◆ REQUIRED ACTIONS ◆
1 - Translate this sentence from the text on starting with thinking before code into Spanish: "The first several hours produced no code at all."
2 - Carry the text on starting with thinking before code further, beginning right after its final sentence.

◆ READING TEXT ◆

◇ ◇ ◇ ◇

Start with the thinking, not the code
When AI can generate anything, the differentiator is knowing what to generate. Why the first thing built wasn't code but the scoring frameworks.
The instinct to ship
When you have 100 hours and a tool that can generate code at the speed of thought, the natural instinct is to start building immediately. Spin up the Next.js project. Scaffold the database. Get something on screen. Every product instinct screams to ship fast and iterate.
I did the opposite. The first several hours produced no code at all. Instead, they produced two structured frameworks (at the time), each expressed as detailed JSON with scoring dimensions, maturity stages, signals, anti-patterns, and transition triggers. The AI-Native SaaS Maturity Framework. The Product Development Lifecycle. Two models at the time, representing twenty years of accumulated thinking about how product teams work, fail, and improve.
This was not procrastination. It was the most important architectural decision of the entire project.

◇ ◇ ◇ ◇

◆ SUPPLIED DATA ◆
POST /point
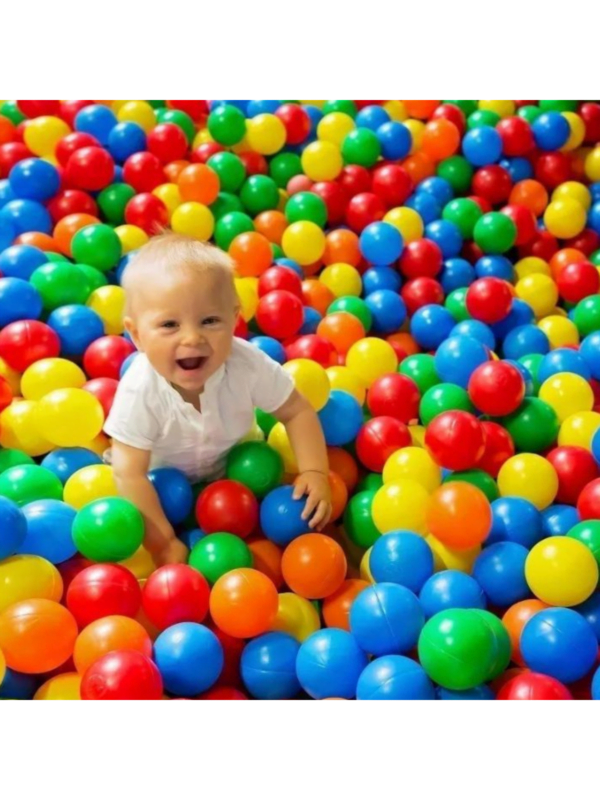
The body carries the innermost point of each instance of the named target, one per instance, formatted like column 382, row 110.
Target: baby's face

◇ ◇ ◇ ◇

◆ EXPECTED RESPONSES ◆
1 - Las primeras horas no produjeron nada de código.

2 -
Content-first development
There is a pattern I have seen across every successful product I have built or advised. The products that scale well are the ones where the intellectual model was clear before the first line of code was written. The products that struggle are the ones where the team started building before they understood what they were building for.
AI tools amplify this pattern dramatically. When AI can generate a complete feature in minutes, the quality of the output depends almost entirely on the quality of the input. And the highest-quality input is not a feature spec or a user story. It is a well-structured model of the problem domain.
The two frameworks served as the foundation for everything that followed. The marketing site content came directly from framework descriptions. The scoring engine evaluated products against framework dimensions. The diagnostic questions mapped to framework categories. The investor thesis was grounded in framework intellectual property. The MCP server exposed framework data to AI assistants. One set of structured models fed every surface of the product.
Two frameworks, one system
The maturity framework evaluates the product and its team across 27 dimensions organized by the six functions of a modern product team: Strategy, Design, Development, Operations, GTM, and Intelligence. Each dimension is scored 1 through 5, producing a total score from 27 to 135 that maps to five maturity stages from Foundation to Compounding.
The lifecycle framework maps the six stages of building AI-native products, from specification through compound learning, with 36 tasks and an operations stack of eight categories. It represents how the process should work when AI is integrated at every stage.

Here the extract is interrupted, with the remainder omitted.